WHAT YOU WILL DO:
Please find each line below that contains the word "coat" and copy those lines out in full.

[Rows from a dataset]
□ □ □ □ □
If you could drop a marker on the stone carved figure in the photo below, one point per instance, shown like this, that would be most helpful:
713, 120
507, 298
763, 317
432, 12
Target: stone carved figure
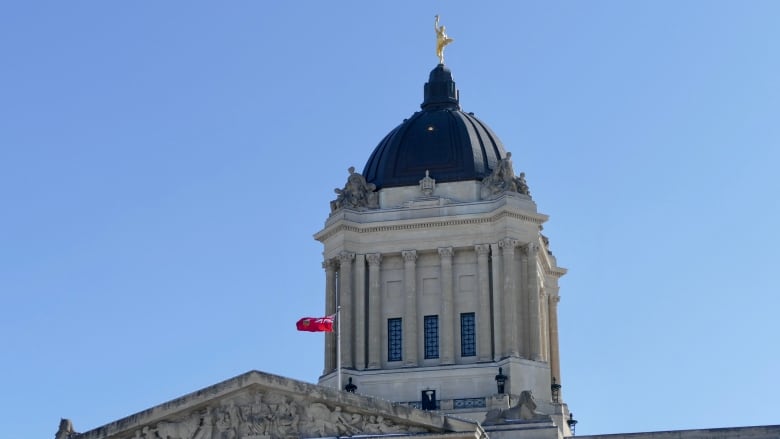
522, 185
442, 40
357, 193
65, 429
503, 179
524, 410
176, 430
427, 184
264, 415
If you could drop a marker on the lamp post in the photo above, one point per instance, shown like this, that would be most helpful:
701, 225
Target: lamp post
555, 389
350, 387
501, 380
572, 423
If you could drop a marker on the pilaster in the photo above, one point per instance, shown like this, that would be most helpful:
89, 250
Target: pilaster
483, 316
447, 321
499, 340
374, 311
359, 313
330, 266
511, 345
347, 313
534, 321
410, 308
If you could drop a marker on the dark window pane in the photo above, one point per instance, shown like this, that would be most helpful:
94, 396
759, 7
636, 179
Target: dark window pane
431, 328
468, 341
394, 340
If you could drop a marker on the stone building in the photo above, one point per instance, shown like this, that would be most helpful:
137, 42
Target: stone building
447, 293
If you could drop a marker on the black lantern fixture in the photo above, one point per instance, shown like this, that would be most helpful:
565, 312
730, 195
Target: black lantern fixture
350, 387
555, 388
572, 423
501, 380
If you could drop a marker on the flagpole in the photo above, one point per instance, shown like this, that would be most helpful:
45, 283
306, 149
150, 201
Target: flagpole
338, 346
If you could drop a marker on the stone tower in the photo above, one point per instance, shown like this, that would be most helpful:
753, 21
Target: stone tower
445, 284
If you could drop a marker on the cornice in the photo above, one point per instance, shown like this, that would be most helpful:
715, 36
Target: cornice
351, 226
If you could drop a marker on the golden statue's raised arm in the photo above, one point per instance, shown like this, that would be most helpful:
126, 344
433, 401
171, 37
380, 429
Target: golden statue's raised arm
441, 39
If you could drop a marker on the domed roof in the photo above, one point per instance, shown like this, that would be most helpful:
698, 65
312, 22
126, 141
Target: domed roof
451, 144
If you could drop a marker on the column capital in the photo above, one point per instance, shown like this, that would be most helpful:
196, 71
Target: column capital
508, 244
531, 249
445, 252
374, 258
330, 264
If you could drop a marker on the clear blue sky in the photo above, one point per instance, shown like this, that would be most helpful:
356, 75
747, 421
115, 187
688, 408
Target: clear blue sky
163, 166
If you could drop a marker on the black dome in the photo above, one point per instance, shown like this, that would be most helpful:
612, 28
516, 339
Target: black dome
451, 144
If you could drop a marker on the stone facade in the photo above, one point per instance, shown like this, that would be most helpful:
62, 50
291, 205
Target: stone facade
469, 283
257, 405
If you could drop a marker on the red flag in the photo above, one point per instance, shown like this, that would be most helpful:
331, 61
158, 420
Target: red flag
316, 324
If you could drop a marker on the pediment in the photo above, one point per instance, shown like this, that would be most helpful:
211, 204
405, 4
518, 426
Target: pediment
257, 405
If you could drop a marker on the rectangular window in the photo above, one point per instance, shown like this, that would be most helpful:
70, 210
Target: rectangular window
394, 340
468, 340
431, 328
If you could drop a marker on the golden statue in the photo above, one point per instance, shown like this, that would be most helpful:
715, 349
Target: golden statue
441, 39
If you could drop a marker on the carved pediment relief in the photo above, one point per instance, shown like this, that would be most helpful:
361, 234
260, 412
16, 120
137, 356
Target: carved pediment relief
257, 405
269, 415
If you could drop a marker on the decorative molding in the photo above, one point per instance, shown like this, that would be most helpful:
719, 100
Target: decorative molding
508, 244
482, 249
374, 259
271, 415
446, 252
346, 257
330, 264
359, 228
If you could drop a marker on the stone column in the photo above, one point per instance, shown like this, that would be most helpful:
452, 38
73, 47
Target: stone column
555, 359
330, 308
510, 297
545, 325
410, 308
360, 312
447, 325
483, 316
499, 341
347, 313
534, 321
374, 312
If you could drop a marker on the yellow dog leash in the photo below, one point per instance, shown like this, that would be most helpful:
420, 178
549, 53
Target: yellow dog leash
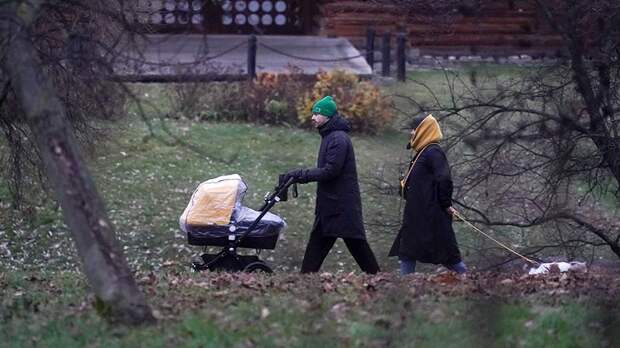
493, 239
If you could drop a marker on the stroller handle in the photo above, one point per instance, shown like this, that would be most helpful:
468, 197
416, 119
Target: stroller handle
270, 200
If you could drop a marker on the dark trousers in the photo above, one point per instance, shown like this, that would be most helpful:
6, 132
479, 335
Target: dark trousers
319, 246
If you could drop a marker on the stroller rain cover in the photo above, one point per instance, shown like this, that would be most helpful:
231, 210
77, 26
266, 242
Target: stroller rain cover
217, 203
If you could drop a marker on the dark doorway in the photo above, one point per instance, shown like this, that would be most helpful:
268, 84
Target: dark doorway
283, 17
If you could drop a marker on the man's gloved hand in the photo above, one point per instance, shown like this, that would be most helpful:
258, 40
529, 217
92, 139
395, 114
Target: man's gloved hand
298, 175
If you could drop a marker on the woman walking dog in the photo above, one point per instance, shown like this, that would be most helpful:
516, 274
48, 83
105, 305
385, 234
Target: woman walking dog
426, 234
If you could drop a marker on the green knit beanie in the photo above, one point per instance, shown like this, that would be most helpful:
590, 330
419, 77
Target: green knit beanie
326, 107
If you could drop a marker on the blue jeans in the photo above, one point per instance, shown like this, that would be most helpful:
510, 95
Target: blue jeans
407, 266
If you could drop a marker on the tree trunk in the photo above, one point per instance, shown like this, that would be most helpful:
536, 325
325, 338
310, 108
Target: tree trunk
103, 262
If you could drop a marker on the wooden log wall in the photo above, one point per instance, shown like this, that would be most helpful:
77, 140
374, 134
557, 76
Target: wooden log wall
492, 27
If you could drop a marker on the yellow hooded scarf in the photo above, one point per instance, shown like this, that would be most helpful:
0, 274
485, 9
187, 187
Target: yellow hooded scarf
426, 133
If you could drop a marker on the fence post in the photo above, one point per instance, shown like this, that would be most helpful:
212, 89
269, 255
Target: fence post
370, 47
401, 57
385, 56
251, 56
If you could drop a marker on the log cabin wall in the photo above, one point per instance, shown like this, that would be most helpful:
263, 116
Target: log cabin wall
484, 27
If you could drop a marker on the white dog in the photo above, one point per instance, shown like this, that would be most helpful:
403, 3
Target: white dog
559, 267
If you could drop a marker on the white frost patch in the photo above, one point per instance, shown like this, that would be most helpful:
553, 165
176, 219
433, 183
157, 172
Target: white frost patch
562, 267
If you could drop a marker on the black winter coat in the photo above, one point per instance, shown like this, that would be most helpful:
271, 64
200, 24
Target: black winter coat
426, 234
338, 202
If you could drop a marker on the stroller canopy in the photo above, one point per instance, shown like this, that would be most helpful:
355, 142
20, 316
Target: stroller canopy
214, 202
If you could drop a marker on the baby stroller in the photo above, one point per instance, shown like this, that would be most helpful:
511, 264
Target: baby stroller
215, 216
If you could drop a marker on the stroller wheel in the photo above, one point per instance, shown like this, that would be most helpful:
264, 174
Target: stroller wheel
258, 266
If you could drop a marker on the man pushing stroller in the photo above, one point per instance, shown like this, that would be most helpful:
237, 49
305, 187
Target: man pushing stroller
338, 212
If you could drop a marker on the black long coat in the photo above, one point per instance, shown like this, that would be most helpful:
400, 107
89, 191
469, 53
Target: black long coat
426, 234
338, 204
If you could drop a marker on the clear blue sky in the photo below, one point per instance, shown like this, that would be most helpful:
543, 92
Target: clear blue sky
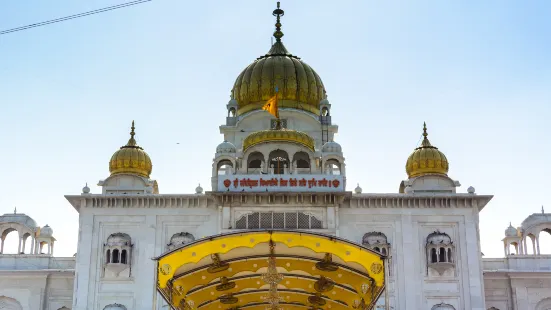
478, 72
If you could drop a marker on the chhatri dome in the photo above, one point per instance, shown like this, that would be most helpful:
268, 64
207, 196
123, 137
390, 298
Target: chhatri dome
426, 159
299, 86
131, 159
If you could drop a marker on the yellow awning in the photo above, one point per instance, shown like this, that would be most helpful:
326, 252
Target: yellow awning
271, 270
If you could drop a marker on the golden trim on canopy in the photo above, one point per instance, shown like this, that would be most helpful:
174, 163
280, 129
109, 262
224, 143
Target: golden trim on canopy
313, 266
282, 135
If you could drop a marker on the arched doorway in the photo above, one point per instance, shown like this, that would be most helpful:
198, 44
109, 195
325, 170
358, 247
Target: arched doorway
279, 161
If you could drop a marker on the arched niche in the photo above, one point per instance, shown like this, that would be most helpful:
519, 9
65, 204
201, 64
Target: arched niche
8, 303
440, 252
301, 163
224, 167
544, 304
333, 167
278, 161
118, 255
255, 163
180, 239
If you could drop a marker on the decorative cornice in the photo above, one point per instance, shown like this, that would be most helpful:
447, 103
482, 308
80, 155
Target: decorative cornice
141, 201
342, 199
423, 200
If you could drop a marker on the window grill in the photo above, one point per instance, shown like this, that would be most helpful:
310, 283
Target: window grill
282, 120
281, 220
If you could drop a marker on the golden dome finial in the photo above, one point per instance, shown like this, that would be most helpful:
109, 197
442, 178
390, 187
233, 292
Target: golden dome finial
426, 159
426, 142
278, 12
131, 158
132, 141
□ □ □ □ □
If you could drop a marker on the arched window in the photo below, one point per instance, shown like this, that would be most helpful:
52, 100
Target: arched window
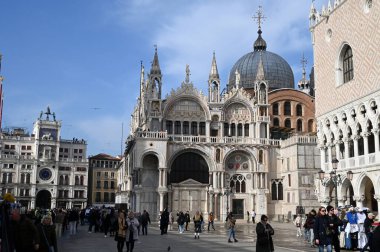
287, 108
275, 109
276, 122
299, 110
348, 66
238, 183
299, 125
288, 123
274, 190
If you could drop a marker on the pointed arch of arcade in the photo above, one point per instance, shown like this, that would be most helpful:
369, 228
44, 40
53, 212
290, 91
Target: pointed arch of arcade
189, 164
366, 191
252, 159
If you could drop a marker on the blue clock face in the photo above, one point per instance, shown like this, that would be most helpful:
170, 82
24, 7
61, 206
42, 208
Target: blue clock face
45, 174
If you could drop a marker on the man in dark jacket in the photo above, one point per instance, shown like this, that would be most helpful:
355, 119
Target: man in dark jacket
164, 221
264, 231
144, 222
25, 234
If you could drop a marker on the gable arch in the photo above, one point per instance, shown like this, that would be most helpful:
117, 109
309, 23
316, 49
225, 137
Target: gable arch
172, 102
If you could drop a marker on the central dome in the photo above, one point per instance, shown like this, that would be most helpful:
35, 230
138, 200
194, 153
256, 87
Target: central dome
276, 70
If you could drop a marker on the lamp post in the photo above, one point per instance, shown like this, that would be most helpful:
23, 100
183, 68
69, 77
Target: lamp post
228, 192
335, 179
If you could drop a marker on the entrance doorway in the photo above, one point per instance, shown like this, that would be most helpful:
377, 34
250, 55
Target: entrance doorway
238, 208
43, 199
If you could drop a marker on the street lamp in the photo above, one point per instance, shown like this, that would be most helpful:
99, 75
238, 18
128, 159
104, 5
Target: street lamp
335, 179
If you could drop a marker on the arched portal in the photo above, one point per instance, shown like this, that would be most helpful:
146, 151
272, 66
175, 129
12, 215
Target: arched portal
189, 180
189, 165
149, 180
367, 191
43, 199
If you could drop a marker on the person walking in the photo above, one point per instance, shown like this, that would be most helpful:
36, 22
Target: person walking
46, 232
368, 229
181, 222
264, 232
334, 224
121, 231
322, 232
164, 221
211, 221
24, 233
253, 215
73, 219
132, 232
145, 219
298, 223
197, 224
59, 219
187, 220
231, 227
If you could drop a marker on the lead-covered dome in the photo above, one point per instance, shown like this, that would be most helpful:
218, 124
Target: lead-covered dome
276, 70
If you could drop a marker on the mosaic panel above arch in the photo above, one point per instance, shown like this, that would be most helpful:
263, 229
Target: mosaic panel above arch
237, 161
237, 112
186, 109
□ □ □ □ □
OUTPUT OF THE TASK:
If you could drop a marker on the black winter coat in the photo above, one point per instance, shown like this, that would be most helpful:
Target: black winter coat
If you could drop a marker on the black long coat in the photo above, one point per instance, shown like this, that would be most helpful:
Target: black long coat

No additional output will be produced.